Reproduce all the records below, substituting "underbrush" for every occurrence of "undergrowth" and leaving everything else unchanged.

• **Dataset excerpts**:
···

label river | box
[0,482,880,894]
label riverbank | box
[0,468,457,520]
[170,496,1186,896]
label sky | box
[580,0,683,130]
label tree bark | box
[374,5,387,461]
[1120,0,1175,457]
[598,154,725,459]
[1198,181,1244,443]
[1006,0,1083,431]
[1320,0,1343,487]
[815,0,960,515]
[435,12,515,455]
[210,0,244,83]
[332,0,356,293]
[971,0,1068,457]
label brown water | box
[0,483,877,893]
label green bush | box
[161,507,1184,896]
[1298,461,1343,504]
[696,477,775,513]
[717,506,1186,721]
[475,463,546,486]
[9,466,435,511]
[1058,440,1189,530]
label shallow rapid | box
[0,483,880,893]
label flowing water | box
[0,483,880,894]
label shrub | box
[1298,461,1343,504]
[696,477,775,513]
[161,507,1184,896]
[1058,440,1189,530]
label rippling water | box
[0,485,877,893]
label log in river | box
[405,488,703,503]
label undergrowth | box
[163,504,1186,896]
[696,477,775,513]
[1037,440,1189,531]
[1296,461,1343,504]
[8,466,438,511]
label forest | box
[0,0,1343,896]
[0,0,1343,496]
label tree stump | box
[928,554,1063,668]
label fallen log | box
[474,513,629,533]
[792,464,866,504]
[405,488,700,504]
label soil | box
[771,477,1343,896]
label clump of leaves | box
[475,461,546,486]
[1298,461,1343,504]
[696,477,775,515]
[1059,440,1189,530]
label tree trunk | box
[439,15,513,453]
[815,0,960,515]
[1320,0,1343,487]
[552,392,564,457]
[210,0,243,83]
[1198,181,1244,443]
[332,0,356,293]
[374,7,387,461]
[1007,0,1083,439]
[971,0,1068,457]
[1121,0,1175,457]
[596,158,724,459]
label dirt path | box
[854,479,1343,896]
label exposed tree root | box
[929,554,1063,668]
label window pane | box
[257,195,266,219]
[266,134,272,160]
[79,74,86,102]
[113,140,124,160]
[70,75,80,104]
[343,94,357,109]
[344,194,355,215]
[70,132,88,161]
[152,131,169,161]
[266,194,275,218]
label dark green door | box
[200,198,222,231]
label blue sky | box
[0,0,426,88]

···

• **Exercise result**:
label river | box
[0,482,880,894]
label riverbank | box
[0,468,457,520]
[170,496,1186,896]
label sky | box
[580,0,683,130]
label tree bark | box
[374,5,387,461]
[1120,0,1175,457]
[598,154,725,459]
[1198,181,1244,443]
[1006,0,1083,431]
[1320,0,1343,487]
[815,0,960,515]
[435,12,515,455]
[210,0,244,83]
[332,0,356,293]
[971,0,1068,457]
label brown water | box
[0,483,877,893]
label green bush | box
[161,507,1184,896]
[1298,461,1343,504]
[696,477,775,513]
[717,506,1186,721]
[475,463,546,486]
[9,466,435,511]
[1058,440,1189,530]
label shallow rapid | box
[0,483,880,893]
label flowing water | box
[0,483,880,894]
label shrub | box
[1298,461,1343,504]
[696,477,775,513]
[161,507,1184,896]
[1058,440,1189,530]
label rippling water | box
[0,485,877,893]
label log in river | box
[405,488,703,503]
label underbrush | box
[163,504,1186,896]
[696,477,775,513]
[1037,440,1189,531]
[1296,461,1343,504]
[8,466,438,511]
label forest | box
[0,0,1343,896]
[0,0,1343,496]
label tree stump | box
[928,554,1063,668]
label fallen log | box
[474,513,629,533]
[792,464,866,504]
[405,488,700,504]
label soil | box
[771,477,1343,896]
label clump of leaves | box
[475,461,546,486]
[1298,461,1343,504]
[696,477,775,515]
[1059,440,1189,530]
label tree trunk | box
[439,15,513,453]
[815,0,960,515]
[1320,0,1343,487]
[552,392,564,457]
[210,0,243,83]
[1198,181,1244,443]
[332,0,356,293]
[374,7,387,461]
[1007,0,1083,439]
[971,0,1068,457]
[1121,0,1175,457]
[596,158,724,459]
label dirt path | box
[854,479,1343,896]
label exposed tree root | box
[929,554,1063,668]
label window pane | box
[257,195,266,219]
[266,134,272,160]
[79,74,86,102]
[113,140,124,160]
[70,75,80,104]
[343,94,357,109]
[344,194,355,215]
[70,132,88,161]
[152,131,169,161]
[266,194,275,218]
label dark green door | box
[200,198,222,231]
label blue sky | box
[0,0,426,88]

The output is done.